## PROBLEM REQUIREMENTS
Write what comes next in the primer on time-of-use tariffs for fleet charging below, starting after its final sentence. The lines that follow the primer are not part of it.

## SUPPLIED PASSAGE
· · · · ·

TOU Tariff Optimization for Fleet Charging: A Practical Primer

Abstract time-of-use tariff schedule visualization

Time-of-use tariffs are, conceptually, straightforward: electricity costs more during periods of high system demand and less during periods of low demand. In practice, the rate schedules that implement TOU pricing are anything but simple — they vary by season, by day type, by service voltage, by utility territory, and occasionally by rate version within the same utility. For fleet charging managers, the gap between understanding TOU in principle and actually scheduling against it in practice is where a significant portion of energy cost savings either materializes or evaporates.

This article covers the structure of commercial TOU rate schedules, the practical mechanics of scheduling fleet charging around them, and the limitations that fleet operators need to account for when building or evaluating an optimization approach.

Anatomy of a Commercial TOU Rate Schedule

A commercial TOU rate schedule typically defines four or five distinct pricing tiers: super off-peak, off-peak, partial-peak, peak, and sometimes a critical peak pricing (CPP) overlay. The exact nomenclature varies by utility, but the structure is consistent.

Under Portland General Electric's Schedule 32 (Large General Service) as an example, the billing period is divided into summer (June–September) and non-summer (October–May) rate seasons, each with separate peak and off-peak windows. The weekday on-peak window in summer runs from 7 AM to 10 PM. Off-peak applies all other hours and weekends. The energy charge differential between peak and off-peak periods in summer can be substantial — often a factor of 2x to 4x depending on the rate schedule version.

Pacific Power, serving eastern Oregon and parts of Washington, structures its commercial TOU rates differently. Its Schedule 47 for medium general service breaks the day into three periods — on-peak, mid-peak, and off-peak — with different windows on weekdays versus weekends, and different rate seasons than PGE's. A fleet operator with depots in both PGE and Pacific Power territory is literally working with two different rate calendars that cannot be managed identically.

Clark Public Utilities in Washington runs a different rate methodology entirely, based on flat residential-adjacent commercial rates with seasonal adjustments rather than discrete TOU windows. This is worth noting because it illustrates that "TOU optimization" means something different for each utility territory, and the assumption that every commercial customer is on a meaningful TOU rate is incorrect.

· · · · ·

[Lines taken from a collection]
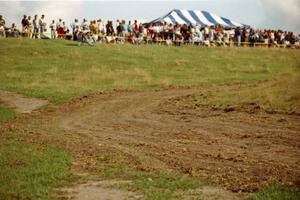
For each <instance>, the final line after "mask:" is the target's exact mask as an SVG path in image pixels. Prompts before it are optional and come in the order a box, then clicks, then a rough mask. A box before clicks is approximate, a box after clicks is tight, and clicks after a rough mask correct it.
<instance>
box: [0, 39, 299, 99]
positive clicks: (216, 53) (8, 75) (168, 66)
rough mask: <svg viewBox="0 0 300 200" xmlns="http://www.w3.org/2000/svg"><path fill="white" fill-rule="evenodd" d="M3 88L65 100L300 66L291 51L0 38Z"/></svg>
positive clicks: (259, 72)
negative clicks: (48, 40) (134, 44)
mask: <svg viewBox="0 0 300 200" xmlns="http://www.w3.org/2000/svg"><path fill="white" fill-rule="evenodd" d="M0 60H1V62H2V64H1V67H0V81H1V85H0V89H5V90H11V91H17V92H21V93H25V94H29V95H31V96H35V97H43V98H49V99H50V100H52V101H56V102H59V101H64V100H66V99H67V98H69V97H72V96H76V95H82V94H84V93H90V92H95V91H105V90H112V89H116V88H117V89H139V90H145V89H152V88H159V87H162V86H170V85H198V84H210V83H232V82H241V81H251V80H269V79H274V78H275V77H278V76H280V75H282V74H286V73H292V72H293V71H295V70H299V63H300V52H299V51H297V50H290V49H289V50H287V49H247V48H245V49H236V48H201V47H196V46H186V47H180V48H178V47H167V46H156V45H153V46H152V45H147V46H145V45H143V46H134V45H105V44H99V45H96V46H95V47H93V48H90V47H88V46H83V47H80V48H79V47H77V46H76V43H73V42H70V41H59V40H57V41H48V40H28V39H17V40H16V39H1V40H0Z"/></svg>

· · · · ·

## OUTPUT FOR THIS TASK
Reading Your Actual Rate Schedule

The first practical task is obtaining and parsing your actual rate schedule — not a utility marketing summary, but the tariff document filed with the relevant public utility commission. In Oregon, these are filed with the Oregon PUC. In Washington, with the Washington Utilities and Transportation Commission. The documents are public record and available through each commission's tariff database.

What you're looking for in the tariff document:

  • Rate code and version. Confirm you're reading the schedule currently applied to your account. Your utility bill's rate code should match. Schedule versions change; the document you find online may be different from the version currently active on your account.
  • Season definitions. Exact calendar dates, not "approximately June." Some schedules use billing cycle dates rather than calendar dates, which can shift the effective season boundary by days depending on your meter read date.
  • Peak period definitions. Hours are typically in local time. Confirm whether the schedule uses Pacific Standard Time or Pacific Time (which adjusts for daylight saving).
  • Holiday provisions. Most schedules treat holidays as off-peak days or weekend days. The list of qualifying holidays varies. Some schedules specify exact dates; others reference federal or state holiday designations that can themselves shift.
  • Demand charge structure. TOU rates often carry both an energy component ($/kWh by period) and a demand charge component ($/kW measured monthly or by peak period). These interact. Optimizing purely for energy cost can inadvertently ignore the demand component and vice versa.

The practical problem with reading tariff documents is that they're written by utility engineers and regulatory counsel, not for the audience of fleet operators. The definitions are precise but dense. A 40-page rate schedule requires careful reading, and the critical details — like an exception clause that modifies peak hours for metering intervals measured at distribution vs. transmission voltage — are easy to miss.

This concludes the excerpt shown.